#### TEXTE À LIRE:
L'autorité exécutive de Douchanbé, le comité pour la protection de l'environnement, l'agence pour la construction et l'architecture, le comité d'État pour l'investissement et la gestion des biens de l'État, le ministère des transports, le ministère des finances et le ministère du développement économique et du commerce avaient également des revendications importantes concernant le projet.

Les réclamations étaient nombreuses. Pourtant, jusqu'à présent, les agences ne savent pas dans quelle mesure le ministère de l'énergie a tenu compte de leurs commentaires et de leurs suggestions pendant la construction de la centrale : après le déluge de critiques concernant la conception du projet, le ministère de l'énergie n'a pas recontacté les agences.

 

Problèmes écologiques

Selon les calculs des spécialistes de Hukumat de la capitale, effectués sur la base du plan de travail original de Douchanbé-2, en fonction de la quantité de charbon utilisée et de la capacité de la centrale, la concentration de fumée se déposant à la surface du sol sera de 0,713 mg/m³, ce qui est supérieur à la norme acceptée, qui est de 0,5mg/m³.

Le comité de protection de l'environnement, qui dépend du gouvernement, s'est également plaint du projet dès le début.

Le ministère des transports a également exprimé de sérieuses préoccupations concernant la pollution de l'air. « La prévention ou la réduction du niveau des émissions polluantes dans l'air provenant des véhicules et des usines de production est considérée comme l'une des questions d'actualité. Compte tenu de tous ces éléments, ainsi que de la situation géographique de Douchanbé, nous estimons qu'il est souhaitable de procéder à une deuxième évaluation de l'impact environnemental du projet », a conclu le ministère.

#### CONSIGNE:
Pourriez-vous recopier le texte sur la centrale Douchanbé-2, du passage qui s'ouvre sur les mots contenant « Selon les calculs » jusqu'à celui qui se termine par « dès le début. », en substituant « lignite » à « charbon » ?

#### EXTRAIT DES DONNÉES:
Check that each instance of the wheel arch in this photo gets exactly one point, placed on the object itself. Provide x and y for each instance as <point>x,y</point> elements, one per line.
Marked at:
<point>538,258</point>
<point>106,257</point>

#### RÉPONSE ATTENDUE:
Selon les calculs des spécialistes de Hukumat de la capitale, effectués sur la base du plan de travail original de Douchanbé-2, en fonction de la quantité de lignite utilisée et de la capacité de la centrale, la concentration de fumée se déposant à la surface du sol sera de 0,713 mg/m³, ce qui est supérieur à la norme acceptée, qui est de 0,5mg/m³.

Le comité de protection de l'environnement, qui dépend du gouvernement, s'est également plaint du projet dès le début.